>>
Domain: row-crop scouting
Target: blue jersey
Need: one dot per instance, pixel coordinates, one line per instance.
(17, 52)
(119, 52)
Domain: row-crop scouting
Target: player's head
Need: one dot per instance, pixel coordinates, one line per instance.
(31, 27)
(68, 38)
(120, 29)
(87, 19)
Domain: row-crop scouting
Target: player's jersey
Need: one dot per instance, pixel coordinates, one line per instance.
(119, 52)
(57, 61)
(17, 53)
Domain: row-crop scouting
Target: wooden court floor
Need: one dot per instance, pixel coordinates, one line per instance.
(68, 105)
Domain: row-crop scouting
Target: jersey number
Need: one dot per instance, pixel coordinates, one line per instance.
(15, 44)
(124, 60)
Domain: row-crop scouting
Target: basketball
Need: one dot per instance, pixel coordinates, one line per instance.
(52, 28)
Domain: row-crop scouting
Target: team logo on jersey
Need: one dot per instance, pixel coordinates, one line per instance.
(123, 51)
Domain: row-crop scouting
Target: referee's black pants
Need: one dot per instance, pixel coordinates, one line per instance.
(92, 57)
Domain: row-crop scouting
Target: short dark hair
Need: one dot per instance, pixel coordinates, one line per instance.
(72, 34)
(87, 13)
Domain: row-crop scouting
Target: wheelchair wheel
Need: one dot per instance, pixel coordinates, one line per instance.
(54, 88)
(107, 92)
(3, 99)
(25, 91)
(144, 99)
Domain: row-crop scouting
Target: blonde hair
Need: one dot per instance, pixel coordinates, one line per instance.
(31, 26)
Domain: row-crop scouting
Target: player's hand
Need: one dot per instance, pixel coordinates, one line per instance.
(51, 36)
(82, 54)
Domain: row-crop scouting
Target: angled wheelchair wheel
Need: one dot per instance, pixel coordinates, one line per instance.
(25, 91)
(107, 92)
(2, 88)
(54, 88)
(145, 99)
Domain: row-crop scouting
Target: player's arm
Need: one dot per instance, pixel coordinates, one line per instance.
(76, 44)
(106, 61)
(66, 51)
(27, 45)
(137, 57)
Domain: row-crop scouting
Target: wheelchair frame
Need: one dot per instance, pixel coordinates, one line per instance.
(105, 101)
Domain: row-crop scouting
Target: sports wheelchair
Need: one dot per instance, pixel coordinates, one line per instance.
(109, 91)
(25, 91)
<<
SET EXERCISE -> Extract every line of the items above that contains the word "player", treating uppercase and lowercase letters as distinct.

THE RESULT ->
Target: player's head
Target: player's jersey
Target: player's hand
Target: player's arm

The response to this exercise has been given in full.